== Text provided ==
It's super great to think about never having to keep track of business miles, save receipts for every little business expense, do the tedious bookkeeping, take end-of-the-year inventory, or prepare everything for taxes.... Not ever again will I have to do any of those odious tasks!
|Me, celebrating 41 years in business as Artist - Teacher - Author|
But, we will not have any crying over spilled milk; the deed is done; the authorities officially notified. And, with respect, I thought it might be fun to share a few photos here, photos of the business me, and the story in more-or-less chronological order.
It all started when I met Liz Chenoweth, who is still my closest friend, and who at the time was studying metalsmithing at the University of Washington and I think working for a commercial jewelry manufacturing business in Seattle. I got the bug from her. After taking a short class in soldering sterling silver to make jewelry, I bought a workbench and all the tools, getting into it full-tilt-boogie! Liz helped me, teaching me all that she knew, and helping me to realize the design ideas I had.
|Liz (on the right) and me in our metalsmithing shop, The Fort|
|Sterling silver ring, commissioned by a male customer|
|Jasper stone set in sterling silver, sterling clasp, leather cord - this is a man's necklace|
|This is the display of my silver and gold creations at our second "open studio," 1977|
|Multiple strand necklace in style taught by Carol Berry|
|Multiple strand necklace I made as a "project" for Margie Deeb's book, The Beader's Color Palette|
By 1988, I sold my metalsmithing equipment, and turned my garage into a studio/store for both selling beads and teaching beading workshops. For 10 years, that was my life, my identity... Beads Indeed!, open every Wednesday of the year, classes most weekends, open for your beading needs at any time by appointment.

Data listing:
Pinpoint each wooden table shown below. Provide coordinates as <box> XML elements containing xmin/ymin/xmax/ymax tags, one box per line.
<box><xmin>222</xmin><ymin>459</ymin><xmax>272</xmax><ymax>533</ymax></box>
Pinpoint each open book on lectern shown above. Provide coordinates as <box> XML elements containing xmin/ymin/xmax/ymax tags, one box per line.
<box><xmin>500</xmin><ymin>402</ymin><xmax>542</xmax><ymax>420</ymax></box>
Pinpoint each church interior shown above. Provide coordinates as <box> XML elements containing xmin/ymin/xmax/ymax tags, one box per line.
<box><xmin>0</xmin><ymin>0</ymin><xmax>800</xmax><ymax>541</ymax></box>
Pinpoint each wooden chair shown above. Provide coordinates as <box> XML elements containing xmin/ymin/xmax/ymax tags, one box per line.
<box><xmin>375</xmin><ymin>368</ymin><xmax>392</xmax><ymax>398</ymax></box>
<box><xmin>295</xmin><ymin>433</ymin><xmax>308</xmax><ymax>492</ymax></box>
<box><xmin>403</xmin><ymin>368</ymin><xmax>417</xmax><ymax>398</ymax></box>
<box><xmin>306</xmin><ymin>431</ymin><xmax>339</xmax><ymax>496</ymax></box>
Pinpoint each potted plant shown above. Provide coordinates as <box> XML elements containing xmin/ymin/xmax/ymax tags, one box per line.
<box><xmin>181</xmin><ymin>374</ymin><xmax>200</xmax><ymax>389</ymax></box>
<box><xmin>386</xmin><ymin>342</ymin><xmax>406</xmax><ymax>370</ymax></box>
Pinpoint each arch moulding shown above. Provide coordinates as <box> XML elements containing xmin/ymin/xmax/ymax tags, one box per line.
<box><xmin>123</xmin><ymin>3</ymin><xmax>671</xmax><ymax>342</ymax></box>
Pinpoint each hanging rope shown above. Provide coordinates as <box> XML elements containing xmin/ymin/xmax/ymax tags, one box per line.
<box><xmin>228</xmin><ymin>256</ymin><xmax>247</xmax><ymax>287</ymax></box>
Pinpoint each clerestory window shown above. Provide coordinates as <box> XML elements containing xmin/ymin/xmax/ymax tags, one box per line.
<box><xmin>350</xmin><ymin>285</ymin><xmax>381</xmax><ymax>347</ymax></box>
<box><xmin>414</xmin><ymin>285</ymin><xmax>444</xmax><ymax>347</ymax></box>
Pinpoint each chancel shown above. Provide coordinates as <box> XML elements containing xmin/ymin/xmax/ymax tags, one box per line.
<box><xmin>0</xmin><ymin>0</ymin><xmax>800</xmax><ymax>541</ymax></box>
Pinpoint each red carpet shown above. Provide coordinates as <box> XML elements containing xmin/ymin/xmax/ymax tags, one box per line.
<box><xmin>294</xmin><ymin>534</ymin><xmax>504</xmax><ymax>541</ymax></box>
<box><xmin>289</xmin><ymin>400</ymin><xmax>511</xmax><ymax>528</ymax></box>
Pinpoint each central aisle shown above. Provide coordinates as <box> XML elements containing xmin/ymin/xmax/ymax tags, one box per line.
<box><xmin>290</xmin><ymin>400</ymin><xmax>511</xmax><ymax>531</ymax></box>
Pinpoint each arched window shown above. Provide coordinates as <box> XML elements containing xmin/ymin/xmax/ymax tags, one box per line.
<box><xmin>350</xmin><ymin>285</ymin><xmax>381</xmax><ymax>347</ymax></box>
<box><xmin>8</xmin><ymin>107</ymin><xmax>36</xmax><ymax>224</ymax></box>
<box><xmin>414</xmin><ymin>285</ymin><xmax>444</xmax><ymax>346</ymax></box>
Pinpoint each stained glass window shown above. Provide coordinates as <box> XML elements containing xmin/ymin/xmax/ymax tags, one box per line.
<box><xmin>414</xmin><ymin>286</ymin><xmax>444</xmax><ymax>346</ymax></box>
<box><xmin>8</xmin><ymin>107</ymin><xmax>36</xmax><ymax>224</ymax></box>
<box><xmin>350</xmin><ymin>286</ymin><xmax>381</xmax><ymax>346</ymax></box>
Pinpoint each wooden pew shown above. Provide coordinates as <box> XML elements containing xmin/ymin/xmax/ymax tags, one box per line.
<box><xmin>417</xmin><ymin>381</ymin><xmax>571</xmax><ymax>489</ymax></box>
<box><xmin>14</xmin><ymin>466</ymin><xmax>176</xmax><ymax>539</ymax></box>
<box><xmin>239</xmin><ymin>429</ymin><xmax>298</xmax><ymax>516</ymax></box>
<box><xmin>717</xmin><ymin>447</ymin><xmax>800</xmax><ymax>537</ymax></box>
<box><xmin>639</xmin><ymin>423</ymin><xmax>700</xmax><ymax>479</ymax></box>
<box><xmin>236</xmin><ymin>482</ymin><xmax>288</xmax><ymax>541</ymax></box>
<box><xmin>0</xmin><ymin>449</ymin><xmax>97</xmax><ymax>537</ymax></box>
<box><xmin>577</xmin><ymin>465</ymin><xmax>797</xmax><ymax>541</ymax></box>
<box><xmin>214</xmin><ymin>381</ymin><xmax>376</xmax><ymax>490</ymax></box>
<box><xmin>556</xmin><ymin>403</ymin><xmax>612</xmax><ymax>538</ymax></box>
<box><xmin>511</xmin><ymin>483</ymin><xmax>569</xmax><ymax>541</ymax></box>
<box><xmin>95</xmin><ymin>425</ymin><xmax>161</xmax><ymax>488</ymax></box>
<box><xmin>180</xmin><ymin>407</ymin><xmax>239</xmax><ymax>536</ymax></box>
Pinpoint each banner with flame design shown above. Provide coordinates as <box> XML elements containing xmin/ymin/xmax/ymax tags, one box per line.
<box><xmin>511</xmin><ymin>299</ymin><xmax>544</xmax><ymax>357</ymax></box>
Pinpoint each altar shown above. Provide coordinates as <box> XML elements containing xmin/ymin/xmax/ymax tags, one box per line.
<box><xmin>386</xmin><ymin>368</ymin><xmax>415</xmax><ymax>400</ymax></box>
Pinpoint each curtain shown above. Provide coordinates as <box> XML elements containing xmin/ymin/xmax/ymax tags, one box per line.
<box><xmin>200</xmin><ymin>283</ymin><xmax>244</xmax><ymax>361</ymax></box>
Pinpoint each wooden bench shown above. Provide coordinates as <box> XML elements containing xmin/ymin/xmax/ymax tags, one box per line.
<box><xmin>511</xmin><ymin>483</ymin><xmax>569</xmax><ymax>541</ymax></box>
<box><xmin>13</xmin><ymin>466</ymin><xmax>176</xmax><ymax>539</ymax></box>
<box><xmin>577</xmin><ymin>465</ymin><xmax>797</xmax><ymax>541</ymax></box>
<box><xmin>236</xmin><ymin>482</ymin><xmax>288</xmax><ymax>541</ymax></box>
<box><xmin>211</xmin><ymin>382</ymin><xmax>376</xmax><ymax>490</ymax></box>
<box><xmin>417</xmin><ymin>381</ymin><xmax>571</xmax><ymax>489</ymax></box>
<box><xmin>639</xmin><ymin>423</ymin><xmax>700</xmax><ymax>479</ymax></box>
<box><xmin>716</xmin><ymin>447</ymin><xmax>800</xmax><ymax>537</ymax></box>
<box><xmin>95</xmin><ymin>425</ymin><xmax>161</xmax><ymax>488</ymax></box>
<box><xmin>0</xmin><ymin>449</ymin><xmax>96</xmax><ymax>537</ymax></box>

== Direction A ==
How many lines of the listing contain the word "wooden"? Tally them and reply with the number alone.
== Direction B ==
Can you resume the business reminiscence, picking up right after its last sentence?
The listing has no connection to the business reminiscence.

== Result A ==
4

== Result B ==
It worked! I could have my cake (beading/beadwork) and eat it (selling beads and teaching classes) at the same time. You have to know that back then I did not in any way consider myself an artist. I knew I was a pretty good craftsman, making jewelry that would last and that looked great technically. But I did not think of myself as a creative person.
|Generations, a small pouch, my first improvisational bead embroidery piece|
This was such a huge alteration of identity. It made me feel more sure of myself as a teacher, and gave me the confidence to promote my workshops far beyond the walls of my studio/shop. I traveled to many states, teaching at conferences, for bead shops and guilds, branching out to teach beading to quilters and fiber artists, eventually even teaching at art schools. All in all, Beads Indeed!, in Seattle turned into a pretty decent business. I could afford to eat out now and then, plus travel to far away places, like China, Germany, and Eastern Europe, on bead-buying trips.
Those 10 years, immersed in beads, with a growing sense of myself as an artist, gave me the confidence to begin writing books about beading, which in turn, provided another source of income, income I would need after moving from Seattle to San Juan Island, where I could no longer depend on selling beads to support myself because the population base was so small.
|Marriage Bag, a small purse I made while deciding if I should marry Robert|
|My first book, published in 2000|
|My most recent book, published in 2013|
- What shall I do with the remaining inventory of my book, Heart to Hands Bead Embroidery?
- Shall I keep paying for my website (my domain name and web service), which includes my primary email address, and which badly needs to be updated?
- Shall I continue teaching now and then, maintaining the necessary supplies to do so?
- Can I immerse myself in creating things (quilts, art, bookmaking, beading, etc.), with no intention of doing anything with the things I create, not using them as examples when I teach, and not selling them?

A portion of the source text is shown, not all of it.